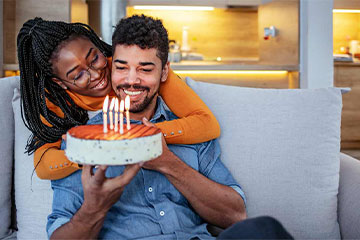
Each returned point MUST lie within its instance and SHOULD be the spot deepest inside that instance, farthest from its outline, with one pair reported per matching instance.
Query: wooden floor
(354, 153)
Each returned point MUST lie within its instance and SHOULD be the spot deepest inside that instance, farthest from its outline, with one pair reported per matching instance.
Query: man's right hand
(100, 193)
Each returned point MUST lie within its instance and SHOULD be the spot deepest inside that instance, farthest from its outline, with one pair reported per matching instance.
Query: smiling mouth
(132, 93)
(102, 83)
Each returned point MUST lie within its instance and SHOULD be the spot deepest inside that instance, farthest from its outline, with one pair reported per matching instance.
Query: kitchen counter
(230, 66)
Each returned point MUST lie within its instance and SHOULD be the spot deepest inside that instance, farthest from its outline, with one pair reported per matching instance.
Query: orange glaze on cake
(95, 132)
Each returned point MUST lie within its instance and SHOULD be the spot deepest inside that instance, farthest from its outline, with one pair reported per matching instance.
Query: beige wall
(346, 27)
(16, 12)
(79, 11)
(226, 33)
(283, 49)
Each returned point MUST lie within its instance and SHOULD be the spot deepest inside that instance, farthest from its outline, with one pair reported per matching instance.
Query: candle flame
(122, 106)
(106, 103)
(112, 104)
(116, 105)
(127, 102)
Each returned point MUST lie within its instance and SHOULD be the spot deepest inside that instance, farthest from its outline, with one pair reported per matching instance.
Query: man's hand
(166, 157)
(100, 193)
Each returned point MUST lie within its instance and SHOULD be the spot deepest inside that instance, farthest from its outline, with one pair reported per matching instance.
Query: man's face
(137, 72)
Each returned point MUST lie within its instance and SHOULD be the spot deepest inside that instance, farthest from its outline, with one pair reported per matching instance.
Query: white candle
(116, 114)
(111, 114)
(122, 117)
(127, 107)
(105, 107)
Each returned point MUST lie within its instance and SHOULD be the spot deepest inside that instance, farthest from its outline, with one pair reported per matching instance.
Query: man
(171, 197)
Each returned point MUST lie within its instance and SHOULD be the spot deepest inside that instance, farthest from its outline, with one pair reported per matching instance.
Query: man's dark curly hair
(143, 31)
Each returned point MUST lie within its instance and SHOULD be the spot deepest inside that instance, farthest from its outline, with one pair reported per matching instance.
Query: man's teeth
(100, 84)
(132, 93)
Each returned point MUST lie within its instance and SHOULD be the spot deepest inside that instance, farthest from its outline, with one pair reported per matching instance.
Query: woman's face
(82, 68)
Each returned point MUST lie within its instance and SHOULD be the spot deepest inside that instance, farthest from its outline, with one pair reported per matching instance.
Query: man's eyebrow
(87, 55)
(146, 63)
(120, 61)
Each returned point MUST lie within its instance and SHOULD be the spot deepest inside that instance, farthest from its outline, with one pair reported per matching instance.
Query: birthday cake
(88, 144)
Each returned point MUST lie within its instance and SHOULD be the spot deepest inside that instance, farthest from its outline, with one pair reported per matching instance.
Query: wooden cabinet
(214, 3)
(348, 75)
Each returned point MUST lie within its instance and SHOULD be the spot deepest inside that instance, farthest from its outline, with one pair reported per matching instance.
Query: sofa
(282, 146)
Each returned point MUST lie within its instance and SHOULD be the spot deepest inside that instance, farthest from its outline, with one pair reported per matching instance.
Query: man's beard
(139, 107)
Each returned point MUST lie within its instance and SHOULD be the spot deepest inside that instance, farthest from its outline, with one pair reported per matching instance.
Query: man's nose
(95, 74)
(132, 78)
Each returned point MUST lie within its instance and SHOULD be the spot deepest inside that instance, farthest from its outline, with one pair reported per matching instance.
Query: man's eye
(77, 77)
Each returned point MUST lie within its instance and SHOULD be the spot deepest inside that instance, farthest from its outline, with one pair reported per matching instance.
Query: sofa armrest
(349, 197)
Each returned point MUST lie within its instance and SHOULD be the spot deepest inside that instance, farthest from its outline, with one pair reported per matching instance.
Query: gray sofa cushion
(6, 152)
(33, 197)
(349, 197)
(282, 146)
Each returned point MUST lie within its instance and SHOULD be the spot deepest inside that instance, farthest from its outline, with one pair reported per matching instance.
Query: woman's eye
(77, 77)
(95, 59)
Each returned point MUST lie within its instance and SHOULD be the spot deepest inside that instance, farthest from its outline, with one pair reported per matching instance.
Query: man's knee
(256, 228)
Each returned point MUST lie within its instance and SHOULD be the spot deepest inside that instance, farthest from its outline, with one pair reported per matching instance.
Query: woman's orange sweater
(196, 124)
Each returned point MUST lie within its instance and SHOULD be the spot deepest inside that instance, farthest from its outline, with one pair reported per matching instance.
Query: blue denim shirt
(150, 206)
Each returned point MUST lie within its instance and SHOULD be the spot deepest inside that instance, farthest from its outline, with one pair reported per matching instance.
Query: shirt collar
(162, 112)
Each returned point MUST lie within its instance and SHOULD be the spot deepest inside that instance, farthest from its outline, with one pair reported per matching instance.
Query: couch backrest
(282, 146)
(6, 151)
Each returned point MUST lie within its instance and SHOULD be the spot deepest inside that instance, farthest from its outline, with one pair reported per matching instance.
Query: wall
(346, 27)
(226, 33)
(283, 49)
(79, 11)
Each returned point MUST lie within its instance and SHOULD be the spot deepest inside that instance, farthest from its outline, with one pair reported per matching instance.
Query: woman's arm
(51, 163)
(196, 124)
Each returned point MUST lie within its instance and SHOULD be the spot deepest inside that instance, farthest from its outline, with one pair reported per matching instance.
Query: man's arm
(217, 204)
(100, 193)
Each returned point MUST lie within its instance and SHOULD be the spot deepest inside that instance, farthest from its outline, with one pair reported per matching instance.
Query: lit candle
(122, 117)
(105, 107)
(116, 114)
(110, 113)
(127, 107)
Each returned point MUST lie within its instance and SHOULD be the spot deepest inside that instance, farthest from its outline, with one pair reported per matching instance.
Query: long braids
(37, 42)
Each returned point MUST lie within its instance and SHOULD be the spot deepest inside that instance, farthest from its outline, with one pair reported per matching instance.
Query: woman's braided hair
(39, 42)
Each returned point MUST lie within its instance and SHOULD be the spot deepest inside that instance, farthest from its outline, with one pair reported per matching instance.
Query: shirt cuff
(240, 192)
(56, 224)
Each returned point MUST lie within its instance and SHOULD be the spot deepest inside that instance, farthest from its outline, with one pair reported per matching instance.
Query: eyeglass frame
(87, 72)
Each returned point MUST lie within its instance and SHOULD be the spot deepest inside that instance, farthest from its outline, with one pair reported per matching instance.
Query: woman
(50, 107)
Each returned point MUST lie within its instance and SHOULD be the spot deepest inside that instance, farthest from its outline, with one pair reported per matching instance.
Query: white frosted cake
(87, 144)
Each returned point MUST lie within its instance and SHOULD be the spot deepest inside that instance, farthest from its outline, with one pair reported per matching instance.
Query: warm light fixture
(230, 71)
(177, 8)
(346, 10)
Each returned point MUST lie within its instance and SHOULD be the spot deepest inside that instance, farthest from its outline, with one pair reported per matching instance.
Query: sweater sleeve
(196, 122)
(51, 163)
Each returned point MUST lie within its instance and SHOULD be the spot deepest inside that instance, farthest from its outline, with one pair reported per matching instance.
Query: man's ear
(60, 83)
(165, 72)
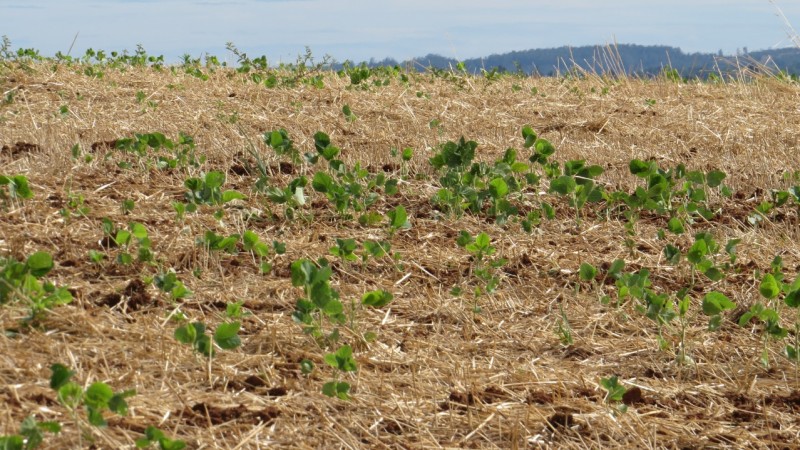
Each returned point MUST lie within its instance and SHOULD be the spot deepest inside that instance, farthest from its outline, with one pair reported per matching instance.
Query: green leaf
(398, 218)
(118, 404)
(342, 359)
(39, 264)
(714, 274)
(641, 168)
(714, 178)
(498, 188)
(122, 238)
(587, 272)
(792, 299)
(464, 239)
(98, 395)
(138, 231)
(482, 241)
(615, 391)
(186, 334)
(377, 299)
(60, 375)
(672, 254)
(529, 135)
(70, 395)
(227, 335)
(336, 389)
(563, 185)
(13, 442)
(675, 226)
(370, 219)
(322, 182)
(232, 195)
(716, 302)
(769, 287)
(214, 180)
(306, 366)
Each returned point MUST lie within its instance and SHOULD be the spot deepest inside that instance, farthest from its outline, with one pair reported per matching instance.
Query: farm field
(628, 276)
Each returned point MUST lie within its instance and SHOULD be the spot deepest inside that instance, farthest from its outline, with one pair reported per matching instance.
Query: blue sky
(358, 30)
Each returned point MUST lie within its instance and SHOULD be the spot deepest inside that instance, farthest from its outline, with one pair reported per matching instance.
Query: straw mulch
(437, 375)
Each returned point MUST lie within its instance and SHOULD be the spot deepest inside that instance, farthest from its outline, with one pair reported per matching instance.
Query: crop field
(245, 256)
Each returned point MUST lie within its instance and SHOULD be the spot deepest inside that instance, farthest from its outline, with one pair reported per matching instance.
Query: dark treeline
(628, 59)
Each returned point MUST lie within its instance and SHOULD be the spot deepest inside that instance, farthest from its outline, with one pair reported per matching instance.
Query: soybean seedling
(484, 269)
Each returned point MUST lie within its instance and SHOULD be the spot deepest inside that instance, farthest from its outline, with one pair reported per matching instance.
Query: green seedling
(614, 392)
(348, 114)
(260, 250)
(169, 283)
(792, 300)
(344, 249)
(292, 197)
(153, 435)
(124, 239)
(208, 191)
(342, 360)
(398, 220)
(236, 310)
(714, 303)
(14, 188)
(30, 436)
(75, 207)
(95, 399)
(484, 269)
(160, 151)
(127, 206)
(577, 183)
(226, 336)
(564, 330)
(405, 156)
(770, 288)
(280, 142)
(321, 302)
(700, 255)
(21, 283)
(213, 242)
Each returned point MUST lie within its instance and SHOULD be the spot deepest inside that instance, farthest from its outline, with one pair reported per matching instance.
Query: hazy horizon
(345, 29)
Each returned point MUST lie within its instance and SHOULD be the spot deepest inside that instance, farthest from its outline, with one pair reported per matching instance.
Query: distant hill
(629, 59)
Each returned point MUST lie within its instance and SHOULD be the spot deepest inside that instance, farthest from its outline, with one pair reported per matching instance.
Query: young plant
(21, 282)
(124, 239)
(96, 399)
(344, 250)
(484, 269)
(398, 220)
(577, 183)
(770, 288)
(30, 436)
(342, 361)
(614, 392)
(321, 302)
(226, 336)
(153, 435)
(792, 300)
(14, 188)
(169, 283)
(292, 197)
(208, 191)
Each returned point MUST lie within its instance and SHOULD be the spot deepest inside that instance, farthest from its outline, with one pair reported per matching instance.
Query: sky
(400, 29)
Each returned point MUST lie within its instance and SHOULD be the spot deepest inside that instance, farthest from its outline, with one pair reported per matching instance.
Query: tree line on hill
(627, 59)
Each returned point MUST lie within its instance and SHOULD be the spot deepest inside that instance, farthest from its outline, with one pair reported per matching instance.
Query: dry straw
(438, 376)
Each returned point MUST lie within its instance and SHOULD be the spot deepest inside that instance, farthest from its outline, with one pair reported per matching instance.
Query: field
(626, 278)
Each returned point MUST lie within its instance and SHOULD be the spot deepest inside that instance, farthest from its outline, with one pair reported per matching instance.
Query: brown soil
(438, 375)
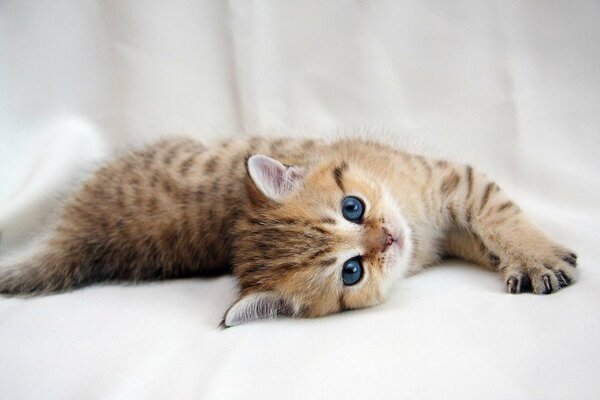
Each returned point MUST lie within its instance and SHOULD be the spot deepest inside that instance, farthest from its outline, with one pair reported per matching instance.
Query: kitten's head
(315, 241)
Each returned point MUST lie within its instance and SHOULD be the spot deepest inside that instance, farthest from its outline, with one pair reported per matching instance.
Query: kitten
(307, 227)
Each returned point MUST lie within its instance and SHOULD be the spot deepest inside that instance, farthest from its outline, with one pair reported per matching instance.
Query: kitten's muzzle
(386, 239)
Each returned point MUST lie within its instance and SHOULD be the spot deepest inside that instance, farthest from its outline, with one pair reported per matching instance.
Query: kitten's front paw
(541, 275)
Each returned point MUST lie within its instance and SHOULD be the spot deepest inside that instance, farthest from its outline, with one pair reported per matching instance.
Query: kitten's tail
(35, 273)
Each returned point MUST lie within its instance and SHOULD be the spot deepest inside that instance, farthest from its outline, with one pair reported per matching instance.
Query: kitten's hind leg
(35, 271)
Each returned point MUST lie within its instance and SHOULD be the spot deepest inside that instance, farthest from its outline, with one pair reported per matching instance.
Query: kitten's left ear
(255, 306)
(273, 179)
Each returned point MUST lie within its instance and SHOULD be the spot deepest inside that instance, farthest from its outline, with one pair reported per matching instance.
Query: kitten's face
(315, 242)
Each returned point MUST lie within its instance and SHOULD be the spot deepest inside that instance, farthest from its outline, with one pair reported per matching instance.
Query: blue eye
(353, 208)
(352, 271)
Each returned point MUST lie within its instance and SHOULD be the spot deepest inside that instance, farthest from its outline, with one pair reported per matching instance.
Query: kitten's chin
(400, 250)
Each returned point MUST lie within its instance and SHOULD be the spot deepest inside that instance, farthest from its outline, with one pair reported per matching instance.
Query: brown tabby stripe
(328, 220)
(328, 262)
(505, 205)
(486, 194)
(211, 165)
(338, 174)
(424, 164)
(342, 302)
(452, 213)
(187, 164)
(469, 180)
(450, 183)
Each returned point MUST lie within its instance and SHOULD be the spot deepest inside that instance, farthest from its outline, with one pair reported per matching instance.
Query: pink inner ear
(274, 179)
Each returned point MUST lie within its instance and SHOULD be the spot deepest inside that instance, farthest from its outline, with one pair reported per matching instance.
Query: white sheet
(511, 86)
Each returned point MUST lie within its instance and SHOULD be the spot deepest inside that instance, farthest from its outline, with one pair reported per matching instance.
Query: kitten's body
(178, 208)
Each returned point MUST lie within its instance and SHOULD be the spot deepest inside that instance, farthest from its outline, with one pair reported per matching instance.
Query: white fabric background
(510, 86)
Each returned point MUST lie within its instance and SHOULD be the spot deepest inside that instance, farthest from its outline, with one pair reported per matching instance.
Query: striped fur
(179, 208)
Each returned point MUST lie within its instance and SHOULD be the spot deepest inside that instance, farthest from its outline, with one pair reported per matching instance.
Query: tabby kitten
(307, 227)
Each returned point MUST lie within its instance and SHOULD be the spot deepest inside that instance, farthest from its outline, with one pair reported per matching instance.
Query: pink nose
(386, 239)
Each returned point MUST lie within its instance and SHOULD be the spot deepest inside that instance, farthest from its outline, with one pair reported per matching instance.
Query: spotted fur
(179, 208)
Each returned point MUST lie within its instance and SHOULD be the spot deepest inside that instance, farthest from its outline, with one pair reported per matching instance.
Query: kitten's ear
(273, 179)
(255, 306)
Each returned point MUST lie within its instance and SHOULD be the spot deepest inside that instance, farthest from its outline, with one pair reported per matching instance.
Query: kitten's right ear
(255, 306)
(273, 179)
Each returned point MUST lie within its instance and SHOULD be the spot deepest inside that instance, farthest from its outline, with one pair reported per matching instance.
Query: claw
(513, 285)
(571, 259)
(563, 280)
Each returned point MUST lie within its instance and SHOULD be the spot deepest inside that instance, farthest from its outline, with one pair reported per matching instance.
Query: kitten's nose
(386, 239)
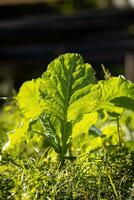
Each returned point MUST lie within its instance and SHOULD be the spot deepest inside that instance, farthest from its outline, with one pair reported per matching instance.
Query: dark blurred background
(34, 32)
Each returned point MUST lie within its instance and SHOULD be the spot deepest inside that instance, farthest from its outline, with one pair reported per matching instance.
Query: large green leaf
(66, 81)
(67, 97)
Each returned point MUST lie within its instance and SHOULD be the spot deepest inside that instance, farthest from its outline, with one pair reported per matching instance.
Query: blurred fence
(32, 35)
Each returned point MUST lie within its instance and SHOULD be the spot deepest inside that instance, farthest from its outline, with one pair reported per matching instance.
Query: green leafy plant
(66, 101)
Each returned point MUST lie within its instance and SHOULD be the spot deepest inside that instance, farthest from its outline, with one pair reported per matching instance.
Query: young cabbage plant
(67, 99)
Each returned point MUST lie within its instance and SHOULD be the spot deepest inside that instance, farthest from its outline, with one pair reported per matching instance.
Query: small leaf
(28, 98)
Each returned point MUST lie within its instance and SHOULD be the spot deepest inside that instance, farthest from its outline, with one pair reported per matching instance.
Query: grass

__Brief__:
Return exactly, and only, the line containing "Query: small leaf" and every line after it through the end of the material.

__Solution__:
Query: small leaf
(28, 98)
Each returned point MUST lie within its instance and SHOULD be the spot deepest inside that instance, farthest from its outline, with one pair reported per matching instance.
Query: grass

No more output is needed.